→ **HOW TO COMPLETE THIS TASK**
For this exercise, print the listing below exactly, without its pictures.

→ **GIVEN INFORMATION**
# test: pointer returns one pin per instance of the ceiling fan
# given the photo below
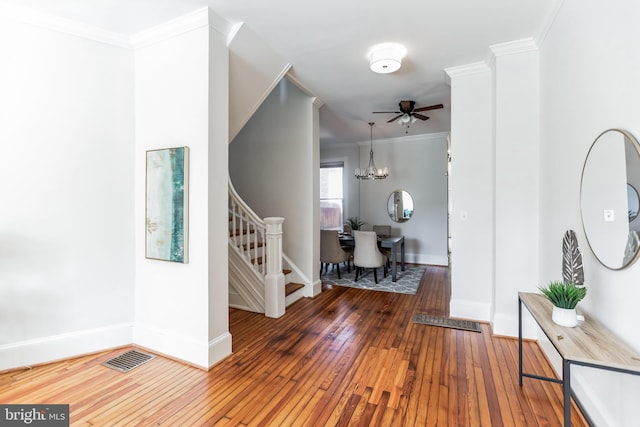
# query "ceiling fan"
(408, 112)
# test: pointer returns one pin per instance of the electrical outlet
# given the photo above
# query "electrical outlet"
(609, 215)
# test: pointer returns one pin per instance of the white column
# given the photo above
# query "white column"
(274, 298)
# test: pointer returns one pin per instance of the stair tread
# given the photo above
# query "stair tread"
(290, 288)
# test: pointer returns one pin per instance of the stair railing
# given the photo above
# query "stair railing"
(260, 243)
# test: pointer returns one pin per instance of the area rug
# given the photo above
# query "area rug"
(407, 281)
(447, 322)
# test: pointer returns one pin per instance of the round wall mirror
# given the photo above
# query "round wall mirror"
(634, 202)
(400, 206)
(609, 200)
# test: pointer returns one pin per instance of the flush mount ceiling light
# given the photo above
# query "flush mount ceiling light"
(386, 57)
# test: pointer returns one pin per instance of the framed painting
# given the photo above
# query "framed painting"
(167, 209)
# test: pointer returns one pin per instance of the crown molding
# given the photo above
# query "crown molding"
(514, 47)
(410, 138)
(197, 19)
(62, 25)
(200, 18)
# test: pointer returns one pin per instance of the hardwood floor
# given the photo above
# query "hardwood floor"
(346, 357)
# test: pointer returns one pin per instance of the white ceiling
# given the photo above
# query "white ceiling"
(326, 42)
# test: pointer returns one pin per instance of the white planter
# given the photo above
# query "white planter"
(564, 316)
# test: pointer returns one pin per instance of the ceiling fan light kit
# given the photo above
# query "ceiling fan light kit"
(371, 172)
(386, 58)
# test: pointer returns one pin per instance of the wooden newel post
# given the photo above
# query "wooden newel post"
(274, 297)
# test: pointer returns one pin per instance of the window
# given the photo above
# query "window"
(331, 196)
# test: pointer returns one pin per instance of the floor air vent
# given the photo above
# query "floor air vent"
(128, 361)
(447, 322)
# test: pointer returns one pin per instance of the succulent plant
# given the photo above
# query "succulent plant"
(564, 295)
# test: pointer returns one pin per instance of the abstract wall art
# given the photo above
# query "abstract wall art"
(166, 212)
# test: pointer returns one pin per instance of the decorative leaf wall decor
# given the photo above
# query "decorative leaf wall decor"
(571, 259)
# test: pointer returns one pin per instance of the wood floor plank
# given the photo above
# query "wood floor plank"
(346, 357)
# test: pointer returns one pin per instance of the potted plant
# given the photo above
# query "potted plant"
(354, 222)
(564, 296)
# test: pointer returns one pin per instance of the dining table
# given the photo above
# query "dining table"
(387, 242)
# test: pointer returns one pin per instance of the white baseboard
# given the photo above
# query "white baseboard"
(219, 348)
(316, 289)
(64, 346)
(202, 354)
(429, 259)
(466, 309)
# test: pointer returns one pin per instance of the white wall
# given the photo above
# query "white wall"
(67, 221)
(181, 93)
(472, 192)
(417, 164)
(516, 75)
(273, 164)
(254, 70)
(589, 67)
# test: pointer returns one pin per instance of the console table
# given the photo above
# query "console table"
(588, 344)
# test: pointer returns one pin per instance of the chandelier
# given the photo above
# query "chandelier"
(371, 172)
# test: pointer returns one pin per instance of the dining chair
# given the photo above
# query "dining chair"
(331, 252)
(367, 255)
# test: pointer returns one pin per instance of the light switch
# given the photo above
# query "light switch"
(609, 216)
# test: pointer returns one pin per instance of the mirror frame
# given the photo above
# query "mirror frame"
(628, 138)
(389, 204)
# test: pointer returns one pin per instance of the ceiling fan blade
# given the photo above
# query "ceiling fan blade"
(431, 107)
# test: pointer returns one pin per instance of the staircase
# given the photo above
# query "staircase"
(258, 281)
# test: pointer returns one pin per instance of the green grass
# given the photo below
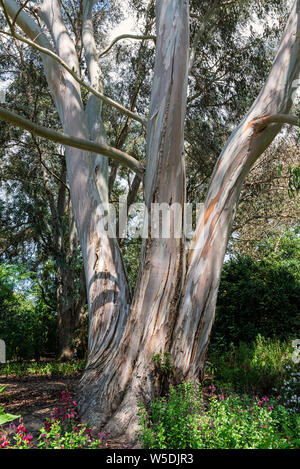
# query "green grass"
(255, 368)
(42, 368)
(185, 420)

→ **WRITTEN ANSWER**
# test: pointer returns one pin per instance of the ceiling fan
# given the photo below
# query "ceiling fan"
(408, 112)
# test: pointer returns one pin per instance of the electrical outlet
# given the photo above
# query "electrical outlet"
(609, 215)
# test: pointer returns one pin per instance of the white column
# given the photo above
# query "white column"
(274, 298)
# test: pointer returns one pin per instance of the stair tread
# given the photo above
# query "stair tread"
(290, 288)
# test: pointer returns one pin per instance of the stair railing
# given the photo above
# query "stair railing"
(260, 243)
# test: pointer returns one pin per instance of the area rug
# given the photo above
# query "area rug"
(407, 281)
(447, 322)
# test: pointer returns one pin per instance of the round wall mirror
# given the photo above
# query "round wall mirror"
(634, 202)
(400, 206)
(609, 200)
# test: pointer returns one pin per instance of the flush mount ceiling light
# given the photo above
# query "flush mount ceiling light"
(386, 57)
# test: pointer returns one pin per instance of the framed painting
# given the photo above
# query "framed painting"
(167, 209)
# test: pointer returns one pin per instance of the crown molding
# given the photo above
# query "crown molding"
(514, 47)
(410, 138)
(197, 19)
(62, 25)
(200, 18)
# test: pointer returns one pin per instance of the hardwood floor
# given the photo above
# query "hardwood floor"
(346, 357)
# test: pointer returns one pin per instance of the white ceiling
# given the photo above
# query "white ceiling"
(326, 42)
# test: pointer returns one pin per instance of the white planter
# given the photo above
# query "white planter"
(564, 316)
# test: pointer returns one pin per instance of the ceiling fan light kit
# given the photo above
# query "ceiling fan light kit"
(371, 172)
(386, 58)
# test: pointer returns one pin per instance of the wooden newel post
# given the photo above
# query "wooden newel post"
(274, 297)
# test: pointer returns one pin per instance of the window
# given the photo above
# query "window"
(331, 196)
# test: pointer returns one pin per instance of the floor air vent
# given the photo above
# query "floor air vent"
(128, 361)
(447, 322)
# test: pointer returns one pin per instance of the succulent plant
# given the photo above
# query "succulent plant"
(564, 295)
# test: pointer returns one pin per instance of the abstract wall art
# given the photo above
# query "abstract wall art"
(166, 212)
# test: pointer returns one pin per instance of the decorative leaf wall decor
# given the photo above
# query "decorative leaf wall decor"
(571, 259)
# test: pointer returns one pin per instance of the wood floor plank
# given the photo above
# query "wood floor plank"
(346, 357)
# test: pointer returns one pin per instance of the potted plant
# given the photo above
# query "potted plant"
(354, 222)
(564, 296)
# test: pointer returns one pin per instance of the dining table
# given the photo above
# query "dining table"
(387, 242)
# test: pointer returns one pin per instance of the white baseboard
# given the photo above
# query "white baseboard"
(219, 348)
(316, 289)
(64, 346)
(202, 354)
(429, 259)
(466, 309)
# test: pointer returns one pin per instance of the white wall
# given the photo above
# query "white wall"
(67, 221)
(181, 93)
(472, 192)
(417, 164)
(516, 75)
(273, 164)
(254, 70)
(589, 67)
# test: pointer returns one pin per instance of the console table
# given the photo above
# query "console table"
(588, 344)
# test: pointer returns one pin per instance of the chandelier
# given the photo above
# query "chandelier"
(371, 172)
# test: pointer returns one pin per instance of the dining chair
# given the photo above
# query "dining chair"
(331, 252)
(367, 255)
# test: pointer returns one pin per instance of the light switch
# given the photo above
# query "light switch"
(609, 216)
# test: pointer returns one pin per instance of the mirror frame
# given the photo above
# query "mirror frame"
(628, 138)
(389, 204)
# test: pointer returns one pin per instance of the ceiling fan blade
# given the photo above
# query "ceiling fan blade"
(431, 107)
# test: pointer returns one pin per instance of the staircase
# given the photo above
# query "staircase"
(258, 281)
# test: pointer returns one pin per instance of the green grass
# given the photo below
# query "green grass"
(255, 368)
(42, 368)
(185, 420)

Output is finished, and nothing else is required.